### Reading text
Studio album by Magnum
- Released: 12 January 2024
- Recorded: 2023
- Studio: M2 Studios
- Genre: Hard rock
- Length: 50:09
- Label: Steamhammer Records/SPV
- Producer: Tony Clarkin

Magnum chronology
| The Monster Roars (2022) | Here Comes the Rain (2024) | Live At KK's Steel Mill (2025) |

Singles from Here Comes the Rain
- "Blue Tango" Released: 22 November 2023; "The Seventh Darkness" Released: 3 January 2024;

= Here Comes the Rain (album) =

Here Comes the Rain is the twenty-third studio album by English rock band Magnum. It was released on 12 January 2024 through Steamhammer Records/SPV. It is the final album with founding guitarist, vocalist, and songwriter Tony Clarkin following his death on 7 January 2024, just five days before the album's release. The album charted at 2 in Germany, 3 in Austria and 4 in Switzerland, the highest of any Magnum album in all three countries.

==Background and promotion==
Here Comes the Rain was called a success "in creating an outstanding, colourful, varied and inspired" project. Guitarist Tony Clarkin stated that "everyone played their part without [him] dictating anything" by sticking to their intuition and inspiration. The album artwork was once again designed by British artist Rodney Matthews, who has been responsible for numerous Magnum covers. Here Comes the Rain is supported by two singles: "Blue Tango" on 22 November 2023 and "The Seventh Darkness" on 3 January 2024.

### Stored records
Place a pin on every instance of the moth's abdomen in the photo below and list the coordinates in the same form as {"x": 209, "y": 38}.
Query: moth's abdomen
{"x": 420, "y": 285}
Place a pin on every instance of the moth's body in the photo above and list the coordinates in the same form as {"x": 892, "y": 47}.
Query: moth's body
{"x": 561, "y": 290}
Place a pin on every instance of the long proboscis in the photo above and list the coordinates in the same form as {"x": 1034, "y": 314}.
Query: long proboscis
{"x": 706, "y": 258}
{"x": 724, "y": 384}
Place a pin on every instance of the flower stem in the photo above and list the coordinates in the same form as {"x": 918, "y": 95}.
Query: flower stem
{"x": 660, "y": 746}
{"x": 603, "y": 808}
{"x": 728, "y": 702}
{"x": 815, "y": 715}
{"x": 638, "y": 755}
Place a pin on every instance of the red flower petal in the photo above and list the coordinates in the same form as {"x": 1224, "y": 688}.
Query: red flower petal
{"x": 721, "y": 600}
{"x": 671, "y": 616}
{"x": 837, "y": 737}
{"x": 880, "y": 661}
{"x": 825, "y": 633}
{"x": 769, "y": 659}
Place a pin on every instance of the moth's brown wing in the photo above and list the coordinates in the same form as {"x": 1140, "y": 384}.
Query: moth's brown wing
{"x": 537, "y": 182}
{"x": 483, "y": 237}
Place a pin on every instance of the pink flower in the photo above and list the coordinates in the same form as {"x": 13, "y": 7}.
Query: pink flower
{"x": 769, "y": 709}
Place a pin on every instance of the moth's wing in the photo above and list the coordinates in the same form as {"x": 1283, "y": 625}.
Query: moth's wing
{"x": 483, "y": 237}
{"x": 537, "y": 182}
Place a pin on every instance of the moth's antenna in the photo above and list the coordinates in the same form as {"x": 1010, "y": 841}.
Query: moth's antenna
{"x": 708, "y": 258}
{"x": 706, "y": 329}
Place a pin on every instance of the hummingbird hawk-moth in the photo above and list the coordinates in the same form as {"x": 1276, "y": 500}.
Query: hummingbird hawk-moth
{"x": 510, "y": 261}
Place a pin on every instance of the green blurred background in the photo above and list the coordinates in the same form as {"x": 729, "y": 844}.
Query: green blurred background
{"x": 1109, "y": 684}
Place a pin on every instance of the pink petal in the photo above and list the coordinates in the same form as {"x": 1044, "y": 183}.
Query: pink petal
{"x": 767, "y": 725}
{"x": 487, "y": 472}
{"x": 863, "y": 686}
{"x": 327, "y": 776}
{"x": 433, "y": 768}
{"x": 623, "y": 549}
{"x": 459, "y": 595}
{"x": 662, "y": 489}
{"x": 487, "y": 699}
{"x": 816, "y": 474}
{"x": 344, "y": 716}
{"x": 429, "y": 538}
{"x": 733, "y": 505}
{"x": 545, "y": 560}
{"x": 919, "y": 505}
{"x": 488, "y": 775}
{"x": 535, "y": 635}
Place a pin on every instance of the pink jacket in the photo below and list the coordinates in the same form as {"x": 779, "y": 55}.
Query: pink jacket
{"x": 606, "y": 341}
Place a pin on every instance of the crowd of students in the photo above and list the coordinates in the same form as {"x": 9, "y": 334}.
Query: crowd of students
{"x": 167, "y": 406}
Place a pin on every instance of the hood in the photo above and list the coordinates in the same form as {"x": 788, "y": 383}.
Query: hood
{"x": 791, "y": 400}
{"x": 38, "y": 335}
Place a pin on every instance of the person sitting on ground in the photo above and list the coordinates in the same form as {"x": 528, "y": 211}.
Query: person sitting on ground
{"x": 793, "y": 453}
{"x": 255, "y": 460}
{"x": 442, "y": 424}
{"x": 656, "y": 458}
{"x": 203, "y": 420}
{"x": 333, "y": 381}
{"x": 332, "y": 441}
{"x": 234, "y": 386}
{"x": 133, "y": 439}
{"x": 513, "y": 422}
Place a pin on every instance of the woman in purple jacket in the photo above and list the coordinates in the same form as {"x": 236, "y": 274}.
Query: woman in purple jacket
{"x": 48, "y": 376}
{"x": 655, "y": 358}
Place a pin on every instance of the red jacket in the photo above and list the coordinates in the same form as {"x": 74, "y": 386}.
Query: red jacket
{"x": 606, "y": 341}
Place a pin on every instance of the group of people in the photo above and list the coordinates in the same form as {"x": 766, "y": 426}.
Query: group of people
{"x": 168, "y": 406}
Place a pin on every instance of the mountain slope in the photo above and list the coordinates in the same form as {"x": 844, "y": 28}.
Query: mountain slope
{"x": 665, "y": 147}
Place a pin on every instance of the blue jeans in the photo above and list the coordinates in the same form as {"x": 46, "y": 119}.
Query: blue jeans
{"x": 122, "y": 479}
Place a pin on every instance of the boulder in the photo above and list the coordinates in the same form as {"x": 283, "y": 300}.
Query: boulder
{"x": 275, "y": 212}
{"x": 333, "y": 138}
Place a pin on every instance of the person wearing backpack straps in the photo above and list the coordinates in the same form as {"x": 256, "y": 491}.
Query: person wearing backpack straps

### Actions to take
**A.** In the Here Comes the Rain article, who designed the album artwork?
**B.** Please pick up the Here Comes the Rain article after its final sentence and write on from there.

### Answers to each task
**A.** British artist Rodney Matthews designed it.

**B.**
==Critical reception==

In a positive review for Rock Hard, Alexandra Michels chose Here Comes the Rain as the album of the month. Michels opined that the band is unable to deliver a bad album, therefore fans of melodic hard rock should be unequivocal in their support. The author named the tracks "Run into the Shadows", "Blue Tango", "The Seventh Darkness", and "Some Kind of Treachery" as highlights.

Professional ratings
Review scores
| Source | Rating |
| Rock Hard | 8.5/10 |

==Track listing==

Here Comes the Rain track listing
| No. | Title | Length |
|---|---|---|
| 1. | "Run into the Shadows" | 5:22 |
| 2. | "Here Comes the Rain" | 4:36 |
| 3. | "Some Kind of Treachery" | 4:31 |
| 4. | "After the Silence" | 4:35 |
| 5. | "Blue Tango" | 5:26 |
| 6. | "The Day He Lied" | 4:34 |
| 7. | "The Seventh Darkness" | 4:43 |
| 8. | "Broken City" | 4:39 |
| 9. | "I Wanna Live" | 5:28 |
| 10. | "Borderline" | 6:15 |
| Total length: |  | 50:09 |

==Personnel==
Magnum
- Bob Catley – vocals
- Tony Clarkin – guitars, production
- Rick Benton – keyboards, string arrangements
- Lee Morris – drums
- Dennis Ward – bass, backing vocals

Additional contributors
- Sheena Sear – mastering, mixing, engineering, string arrangements
- Liam Doherty – additional vocals on "Run into the Shadows", "The Seventh Darkness", and "I Wanna Live"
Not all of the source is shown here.